====== Quoted passage

Wednesday, 25 September 2013

TOWARDS A PURE STATE THEORY OF MONEY, PROLOGUE: A NOTE ON KNAPP & INNES

 

Blogger Ref Link  http://www.p2pfoundation.net/Transfinancial_Economics



Neo-chartalists rightly look to Georg Friedrich Knapp and Alfred Mitchell-Innes as brilliant forefathers of a state and credit theory of money. However, Knapp and Innes* of course wrote in a different time and had their hands full with explaining the fallacies of metallism and explaining why money is credit.

Now, however, the problems of metallism and the idea of money as credit, and in turn the functional finance implications, are well understood. Besides the contributions of Knapp and Innes to these areas, what did they think about private credit money creation? There is, given their focus on metallism and other issues of the time, relatively little on private money creation in their work. The past century, as mentioned, has seen the development of more or less a full understanding of the implications of the ideas of Knapp and Innes. However, there have been numerous relatively small crises in the past century (just since the 1980s: Savings & Loan in the US, the Japanese asset price bubble, LCTM, banking crises in Finland, Sweden, Asia, Russia, Argentina, Ecuador, Uruguay, and throughout Europe) and two massive economic crises (1929, 2008) that have had much or most of their basis in the private credit money creation realm of the economy. In other words, although a great deal of the suboptimal performance (sustained unemployment, lack of investment in infrastructure, education, and healthcare) has been due to a failure to understand and apply readily implementable state money & functional finance insights, there has also been another major source of economic suffering, resulting from the non-state-money side of the economy. The worldwide private credit money system has caused untold suffering and misery for millions. This side of the equation must be integrated into any functional finance insights that arose from Knapp, Innes, and others (the subject of my next post).
Although the answers to questions about state and private credit money stand or fall on their own merit, it is perhaps useful to note what Knapp and Innes thought about the private credit money side of the financial system.
Knapp does not focus on this area, perhaps in part why subsequent neo-chartalist developments did not either. The most interesting passage in Knapp on the subject may be the following:
  “It is a great favour to the banking world that the State permits the issue of [bank] notes. As is well known, other business men may not issue notes, or private till-warrants. Certainly the State also controls the business by law, for it rightly counts it of public utility. But it is nevertheless remarkable that the profits which are increased by this means, of a magnitude only explainable by the note issue, should flow exclusively to the owners of the capital. The State is giving to the holders of bank shares a means of increasing their profits which it absolutely denies to other businesses.” (Knapp 1924 [1905], 136-137)
It seems somewhat surprising that many (by no means all) of the others who built on Knapp’s work did not focus more on integrating this “remarkable” “great favour” of the state to “the owners of capital” and the social and systemic implications for a state theory of money (again, some have; I think not enough).
ON INNES
Innes, of course, wrote from within the Anglo-American financial milieu, and, it is important to remember, immediately after the creation of the Federal Reserve and under the gold standard.
In his two influential papers (1913, 1914) in The Banking Law Journal he develops the credit theory of money which Wray (Wray, working paper**) and others show is consistent with and reinforces Knapp’s state theory of money. Innes only turns his attention to private credit money at the end of the second paper (1914).

============
====== Given material

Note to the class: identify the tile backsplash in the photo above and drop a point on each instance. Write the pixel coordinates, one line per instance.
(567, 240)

============

> Written tasks
**a.** In the post on Knapp and Innes, in which journal did Innes publish his two influential papers?
**b.** Reproduce the part of the post on Knapp and Innes that opens with the words containing "In his two influential" and closes with "second paper (1914).".

> Worked answers
**a.** The Banking Law Journal.

**b.**
In his two influential papers (1913, 1914) in The Banking Law Journal he develops the credit theory of money which Wray (Wray, working paper**) and others show is consistent with and reinforces Knapp’s state theory of money. Innes only turns his attention to private credit money at the end of the second paper (1914).